Exercise requirements: Format every one of these records as a numbered list, one line per item, and omit any blank lines.
━━━ Records supplied ━━━
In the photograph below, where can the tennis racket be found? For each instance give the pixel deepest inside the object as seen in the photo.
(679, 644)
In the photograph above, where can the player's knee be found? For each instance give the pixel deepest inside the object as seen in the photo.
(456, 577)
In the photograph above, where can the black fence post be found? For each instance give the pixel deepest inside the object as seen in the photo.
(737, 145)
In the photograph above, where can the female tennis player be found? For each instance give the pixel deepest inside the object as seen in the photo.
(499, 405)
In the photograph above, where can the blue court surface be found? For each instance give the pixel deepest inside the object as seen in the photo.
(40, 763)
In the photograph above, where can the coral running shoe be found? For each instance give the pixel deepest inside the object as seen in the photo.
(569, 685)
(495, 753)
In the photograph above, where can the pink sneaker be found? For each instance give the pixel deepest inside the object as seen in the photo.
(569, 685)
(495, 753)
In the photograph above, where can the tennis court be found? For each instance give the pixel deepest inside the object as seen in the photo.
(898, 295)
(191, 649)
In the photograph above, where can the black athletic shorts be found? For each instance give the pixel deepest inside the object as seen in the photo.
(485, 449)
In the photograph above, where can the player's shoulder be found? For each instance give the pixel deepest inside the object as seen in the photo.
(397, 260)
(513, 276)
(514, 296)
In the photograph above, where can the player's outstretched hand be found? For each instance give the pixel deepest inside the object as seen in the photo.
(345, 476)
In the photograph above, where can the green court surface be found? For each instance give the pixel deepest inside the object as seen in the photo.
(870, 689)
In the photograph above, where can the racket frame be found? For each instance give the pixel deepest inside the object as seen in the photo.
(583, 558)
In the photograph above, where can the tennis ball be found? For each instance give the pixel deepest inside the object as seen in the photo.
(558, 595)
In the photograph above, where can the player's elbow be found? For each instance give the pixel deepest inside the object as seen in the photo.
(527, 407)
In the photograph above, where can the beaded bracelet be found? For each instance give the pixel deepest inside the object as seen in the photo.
━━━
Task solution:
1. In the photograph below, where can the tennis racket be found? For each instance give the pixel deepest inside the object as seen in the photo.
2. (679, 644)
3. In the photograph above, where can the player's knee be found? For each instance give the pixel deepest inside the object as seen in the photo.
4. (456, 577)
5. In the photograph above, where can the black fence post be found? For each instance give the pixel deepest inside the object as seen in the photo.
6. (737, 145)
7. In the photograph above, where can the female tennis player be found? For each instance give the pixel deepest inside the object as seen in the photo.
8. (499, 405)
9. In the photograph above, where can the blue court surface be found? For each instance give the pixel deepest inside the object as seen in the photo.
10. (40, 763)
11. In the photograph above, where can the coral running shoe be found? For each instance give the pixel deepest inside the object as seen in the photo.
12. (569, 685)
13. (495, 753)
14. In the photograph above, where can the pink sneaker be found? For each instance give the pixel deepest inside the object as seen in the photo.
15. (569, 685)
16. (495, 753)
17. In the photograph above, where can the tennis court be found? For each instance give the pixel deepest inside the object as seen in the photo.
18. (898, 295)
19. (191, 649)
20. In the photograph above, where can the black athletic shorts be found? For each instance give the pixel deepest inside the object as seen in the photo.
21. (485, 449)
22. In the photograph above, where can the player's shoulder be found? For each instance give the pixel deepest inside the object as seen in the photo.
23. (397, 260)
24. (513, 276)
25. (514, 296)
26. In the photograph above, where can the player's outstretched hand be found? For each instance give the pixel deepest inside the object as seen in the photo.
27. (345, 476)
28. In the photograph above, where can the green court surface be found? For each instance give the pixel deepest inside the object as seen in the photo.
29. (870, 689)
30. In the photograph above, where can the racket frame be found? For each instance give the pixel deepest inside the object as seen in the photo.
31. (583, 558)
32. In the photograph above, where can the tennis ball be found? For each instance give the pixel deepest inside the object as seen in the photo.
33. (558, 595)
34. In the photograph above, where can the player's elbow be found? For each instance give the pixel deepest inside the object as seen in the photo.
35. (527, 407)
36. In the photograph above, where can the beaded bracelet be found? For each instance give the pixel deepest inside the object as seen in the photo.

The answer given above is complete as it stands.